* GOAL OF THE EXERCISE:
Each line below needs to be printed again exactly.

Stored data entries:
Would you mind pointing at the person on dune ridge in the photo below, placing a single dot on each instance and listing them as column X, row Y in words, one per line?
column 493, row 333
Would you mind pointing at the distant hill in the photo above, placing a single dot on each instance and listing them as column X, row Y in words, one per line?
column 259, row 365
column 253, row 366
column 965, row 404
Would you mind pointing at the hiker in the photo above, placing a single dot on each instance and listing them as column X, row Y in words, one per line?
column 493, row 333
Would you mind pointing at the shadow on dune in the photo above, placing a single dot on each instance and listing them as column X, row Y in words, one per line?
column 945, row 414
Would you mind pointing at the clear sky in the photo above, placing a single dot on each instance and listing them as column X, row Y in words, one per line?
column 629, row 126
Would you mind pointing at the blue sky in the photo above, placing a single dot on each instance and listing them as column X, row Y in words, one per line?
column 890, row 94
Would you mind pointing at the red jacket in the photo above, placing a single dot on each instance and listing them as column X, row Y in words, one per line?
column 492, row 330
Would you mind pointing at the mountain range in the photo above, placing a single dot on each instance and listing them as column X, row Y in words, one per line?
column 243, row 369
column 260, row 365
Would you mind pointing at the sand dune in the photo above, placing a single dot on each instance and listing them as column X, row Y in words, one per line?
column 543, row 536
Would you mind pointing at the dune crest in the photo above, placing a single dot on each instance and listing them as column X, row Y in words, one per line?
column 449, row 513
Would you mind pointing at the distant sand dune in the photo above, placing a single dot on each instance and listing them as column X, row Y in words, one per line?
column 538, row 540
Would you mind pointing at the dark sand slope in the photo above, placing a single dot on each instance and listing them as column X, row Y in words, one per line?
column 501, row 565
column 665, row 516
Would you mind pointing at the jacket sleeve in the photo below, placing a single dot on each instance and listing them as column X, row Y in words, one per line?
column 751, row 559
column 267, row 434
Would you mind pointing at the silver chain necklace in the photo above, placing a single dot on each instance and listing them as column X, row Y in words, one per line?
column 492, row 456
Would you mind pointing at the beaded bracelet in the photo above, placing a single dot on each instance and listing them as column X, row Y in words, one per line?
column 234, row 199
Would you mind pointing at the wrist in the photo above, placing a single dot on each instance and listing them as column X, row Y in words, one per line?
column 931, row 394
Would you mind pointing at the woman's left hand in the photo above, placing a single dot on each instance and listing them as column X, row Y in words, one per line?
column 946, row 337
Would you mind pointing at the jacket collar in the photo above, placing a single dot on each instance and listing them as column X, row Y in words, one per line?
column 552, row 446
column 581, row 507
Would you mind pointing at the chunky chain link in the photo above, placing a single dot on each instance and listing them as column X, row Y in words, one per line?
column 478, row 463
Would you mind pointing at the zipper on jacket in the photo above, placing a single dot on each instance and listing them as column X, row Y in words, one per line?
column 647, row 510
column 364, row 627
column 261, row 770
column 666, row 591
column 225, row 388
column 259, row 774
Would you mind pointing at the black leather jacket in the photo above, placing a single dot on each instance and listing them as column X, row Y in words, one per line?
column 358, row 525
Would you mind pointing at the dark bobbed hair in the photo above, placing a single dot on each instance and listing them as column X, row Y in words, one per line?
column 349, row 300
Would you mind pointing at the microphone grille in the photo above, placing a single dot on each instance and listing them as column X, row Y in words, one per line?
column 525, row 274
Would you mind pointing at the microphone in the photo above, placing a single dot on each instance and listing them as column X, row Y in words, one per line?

* COMPLETED EXERCISE:
Would you mind pointing at the person on dune ridge in the photo below, placing a single dot on each instance and listing them as column X, row Y in words, one per line?
column 493, row 333
Would you mind pointing at the distant hill in the photo above, placing a single dot on each instance and listing them as column X, row Y in words, one per line?
column 259, row 365
column 253, row 366
column 965, row 404
Would you mind pointing at the hiker in the photo above, placing a single dot on each instance and listing them as column X, row Y in words, one per line?
column 493, row 333
Would you mind pointing at the shadow on dune in the photo above, placing a single dot on each instance and listing them as column X, row Y in words, one per line?
column 945, row 414
Would you mind pointing at the clear sky in the photo above, placing a single dot on each instance and listing them as column X, row Y in words, one per line?
column 629, row 126
Would you mind pointing at the blue sky in the photo above, placing a single dot on each instance and listing them as column X, row Y in words, one per line?
column 890, row 94
Would you mind pointing at the red jacket in the photo above, placing a single dot on each instance and listing them as column X, row Y in words, one per line?
column 492, row 330
Would you mind pointing at the mountain range in the photo above, placing a single dot on each instance and listing them as column X, row Y in words, one per line?
column 243, row 369
column 260, row 365
Would you mind pointing at the sand dune in the photo above, placing a single dot on each instance and listing them as column X, row Y in words, one per line?
column 543, row 536
Would you mind pointing at the dune crest in the photo above, placing a single dot on each instance and listing them as column X, row Y in words, one per line?
column 449, row 513
Would you mind pointing at the distant sand dune in the photo above, placing a single dot on each instance and listing them as column X, row Y in words, one per line?
column 538, row 540
Would you mind pointing at the dark sand slope in the photo above, placing a single dot on each instance and listing them as column X, row Y in words, one per line?
column 501, row 565
column 665, row 516
Would you mind pointing at the jacket sleeve in the photo below, placing a single dot on each instance and listing them as column X, row Y in words, one per line?
column 751, row 559
column 267, row 434
Would you mind pointing at the silver chain necklace in the photo above, placing a single dot on each instance and listing them as column X, row Y in words, one per line?
column 492, row 456
Would you mind pointing at the beaded bracelet in the photo above, placing a single dot on each instance and listing them as column X, row Y in words, one per line?
column 234, row 199
Would you mind pointing at the wrist in the photo above, placing a single dot on each instance and listing them as column X, row Y in words, one per line?
column 931, row 394
Would you mind pointing at the woman's left hand in the photo above, placing a single dot on each instance and listing them as column X, row Y in words, one per line?
column 946, row 337
Would you mind pointing at the jacket collar in the photo above, placing a single dot on each instance and listing them as column X, row Y in words, one per line?
column 552, row 446
column 581, row 507
Would you mind pointing at the chunky chain link in the photo above, placing a single dot on each instance and listing them as column X, row Y in words, one per line?
column 478, row 463
Would you mind pointing at the zipper on jacket in the photo above, placing a single dot on each instance and listing them as column X, row Y in words, one per line?
column 647, row 510
column 364, row 627
column 261, row 770
column 666, row 591
column 225, row 388
column 259, row 774
Would you mind pointing at the black leather jacket in the photo above, placing a single dot on each instance and listing them as column X, row Y in words, one per line?
column 358, row 525
Would you mind pointing at the dark bobbed hair in the photo above, placing a single dot on each instance and listing them as column X, row Y in words, one per line?
column 349, row 300
Would you mind pointing at the microphone grille in the photo above, placing a single dot on each instance and listing them as column X, row Y in words, one per line?
column 525, row 274
Would you mind pointing at the microphone in the photo above, placing a single dot on each instance and listing them as column X, row Y in words, one per line?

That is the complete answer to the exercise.